--- START ---

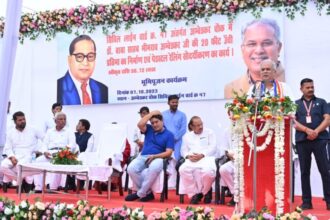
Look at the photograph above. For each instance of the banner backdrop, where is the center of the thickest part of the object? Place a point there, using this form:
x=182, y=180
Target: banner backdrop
x=40, y=63
x=144, y=64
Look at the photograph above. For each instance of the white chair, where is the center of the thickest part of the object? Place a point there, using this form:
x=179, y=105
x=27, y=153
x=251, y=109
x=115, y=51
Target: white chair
x=109, y=151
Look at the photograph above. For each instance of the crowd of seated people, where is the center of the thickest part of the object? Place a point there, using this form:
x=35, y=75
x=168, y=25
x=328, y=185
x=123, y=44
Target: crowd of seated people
x=158, y=136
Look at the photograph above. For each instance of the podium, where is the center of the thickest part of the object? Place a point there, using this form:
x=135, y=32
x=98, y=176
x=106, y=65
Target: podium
x=274, y=167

--- END ---

• **TASK TO COMPLETE**
Copy every row above word for word, leaving out the pictures.

• **SOLUTION TO THIS EXERCISE**
Look at the photograph above. For each instance of the banner backdrop, where is the center of the thickest part of the object? Place a point there, using this form:
x=182, y=180
Target: banner backdrop
x=40, y=63
x=144, y=64
Look at the photograph above. For each instance of the white chair, where is the center of the thickest part of the object? Place a point there, using this form:
x=179, y=105
x=27, y=153
x=251, y=109
x=115, y=51
Target: white chair
x=109, y=151
Look at the photograph above. For each instance of the crowd of seated people, where is the center of the thickest part of the object? Place a point there, using this form:
x=35, y=75
x=168, y=25
x=328, y=185
x=123, y=44
Target: crowd of seated people
x=158, y=136
Look at the photograph above. For each instance of the podium, where is the center of the thickest part of the object? Place a point there, using this form:
x=135, y=32
x=98, y=176
x=106, y=65
Target: podium
x=274, y=167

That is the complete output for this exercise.